→ EXERCISE:
Continue the essay on King Lear, starting right after its last sentence.

== DOCUMENT SECTION ==

Edgar: Or image of that horror?
Albany: Fall, and cease.
Is the end of chaos not redemption but more chaos? Is the end of the chaos of our individual lives nothing but more chaos?
Do we live life only to “fall, and cease”? Live life, endure the chaos — and then we die?
“This great stage of fools”
Lear: When we are born we cry that we are come to this great stage of fools
Lear, writes Bloom:
devastates by associating the cry of birth with the great stage of fools or victims upon which all of us perform. All the world is a platform for apocalypse. The gods rain down misfortunes upon us all, whether great kings or ordinary mortals. And we all fall face forward fighting on the stage, unable to save either ourselves or our dear ones.
Lear says he is “every inch a king.” But Shakespeare’s play is about how he is no longer the king he was — and, indeed, never was the king in the sense of having control of his life.

===
== STORED DATA ==

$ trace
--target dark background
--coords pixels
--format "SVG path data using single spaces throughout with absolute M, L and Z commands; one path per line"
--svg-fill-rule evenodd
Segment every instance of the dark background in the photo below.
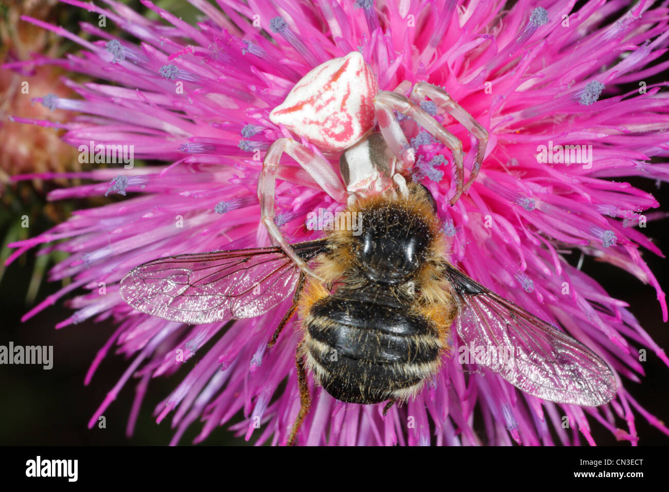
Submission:
M 138 2 L 125 2 L 144 11 Z M 168 9 L 177 6 L 177 16 L 192 21 L 193 12 L 183 8 L 186 2 L 157 2 Z M 167 5 L 165 5 L 167 4 Z M 50 20 L 78 31 L 77 20 L 70 13 L 82 15 L 74 7 L 58 7 L 50 15 Z M 1 13 L 1 12 L 0 12 Z M 68 48 L 66 46 L 65 48 Z M 660 63 L 666 56 L 656 63 Z M 662 76 L 660 76 L 661 77 Z M 666 76 L 664 76 L 666 78 Z M 659 77 L 648 79 L 648 84 L 658 82 Z M 629 89 L 628 89 L 629 90 Z M 634 186 L 653 193 L 662 204 L 662 210 L 669 210 L 667 183 L 659 189 L 654 181 L 635 178 L 629 180 Z M 34 237 L 53 226 L 53 218 L 67 214 L 72 208 L 84 208 L 90 203 L 73 203 L 54 212 L 45 208 L 44 194 L 54 187 L 52 183 L 43 183 L 43 190 L 36 192 L 29 183 L 6 189 L 3 193 L 3 208 L 0 210 L 0 238 L 5 238 L 9 230 L 16 226 L 17 218 L 23 214 L 31 217 L 29 234 Z M 48 212 L 48 213 L 47 213 Z M 660 249 L 669 248 L 669 234 L 666 220 L 649 222 L 644 231 L 654 238 Z M 4 245 L 3 245 L 4 246 Z M 3 252 L 6 254 L 6 250 Z M 575 264 L 578 254 L 574 254 Z M 667 262 L 662 258 L 646 252 L 644 260 L 665 289 L 669 286 L 667 279 Z M 106 428 L 94 427 L 88 430 L 87 422 L 104 400 L 106 393 L 118 381 L 129 361 L 114 354 L 113 349 L 96 372 L 90 386 L 84 386 L 84 378 L 98 350 L 108 339 L 115 329 L 109 321 L 94 323 L 86 321 L 56 331 L 54 326 L 66 319 L 72 311 L 63 307 L 62 301 L 43 311 L 25 323 L 21 317 L 31 307 L 27 302 L 26 293 L 35 266 L 32 252 L 24 254 L 4 272 L 0 281 L 0 344 L 12 341 L 21 345 L 54 345 L 54 368 L 43 370 L 37 365 L 0 366 L 0 445 L 74 445 L 74 444 L 166 444 L 173 434 L 170 428 L 171 416 L 158 425 L 152 412 L 156 404 L 165 398 L 179 384 L 190 367 L 183 367 L 170 378 L 152 380 L 145 398 L 132 438 L 125 436 L 126 424 L 134 396 L 135 380 L 130 380 L 104 412 Z M 613 297 L 628 303 L 630 311 L 658 345 L 669 347 L 667 325 L 662 321 L 659 305 L 654 289 L 643 285 L 627 272 L 611 265 L 586 258 L 583 270 L 598 280 Z M 59 283 L 43 281 L 37 293 L 37 302 L 54 293 L 61 286 Z M 71 297 L 70 296 L 69 297 Z M 66 298 L 67 299 L 67 298 Z M 200 353 L 203 353 L 201 351 Z M 197 356 L 196 356 L 197 357 Z M 624 382 L 632 395 L 647 410 L 660 420 L 669 422 L 669 392 L 666 380 L 669 367 L 648 351 L 648 361 L 644 363 L 646 377 L 642 384 Z M 669 437 L 650 426 L 646 420 L 636 414 L 638 434 L 642 445 L 669 444 Z M 233 422 L 240 420 L 233 419 Z M 610 432 L 591 420 L 593 435 L 598 444 L 629 445 L 617 442 Z M 618 420 L 619 426 L 625 422 Z M 197 422 L 191 425 L 180 441 L 189 444 L 200 430 Z M 243 438 L 235 438 L 223 428 L 217 428 L 207 439 L 205 444 L 247 444 Z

===

→ TASK RESPONSE:
Bloom’s subtitle of Lear as The Great Image of Authority is ironic. Lear has wielded great earthly authority. He has been “worshipped as a god,” and “For sixty years of his reign, Lear’s flatterers told him he was everything in himself, but he has learned nothing.”
While he was in control, he wasn’t in control. Blind circumstance was constantly intruding on his life as it does here at his life’s end — Nature, the blindness of some around him, the lust of some around him, the loyalty of others.
Seeking to give away his kingdom to his three daughters — and, yet, somehow keep power of some sort — is sheer hubris. For his life as a king, hubris has worked. At least, it hasn’t been fatal. Here, though, now, the hubris releases forces which buffet, batter and ultimately kill Lear and many of those standing around him in the throne room in his opening scene.
“Our uncertain presence”
Bloom writes of “our uncertain presence in the world of tragedy, where total immersion might destroy us.”
So, we protect our emotions. We wall ourselves off from what we cannot face. We numb. We deaden. We blunt our feelings.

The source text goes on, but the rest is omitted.